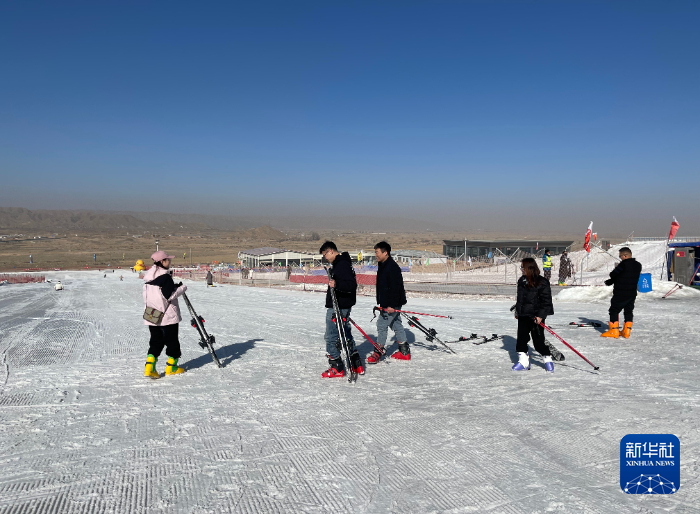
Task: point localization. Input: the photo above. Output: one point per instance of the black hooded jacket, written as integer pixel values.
(534, 301)
(625, 278)
(390, 291)
(345, 282)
++++++
● Work to be completed:
Reproduce every row above word for word, leaving out the pictures.

● Right answer:
Task: point localization. Input: the photo above. Output: one point per instance of the black hooded jacket, written as integer pixel values.
(534, 301)
(625, 278)
(390, 291)
(345, 282)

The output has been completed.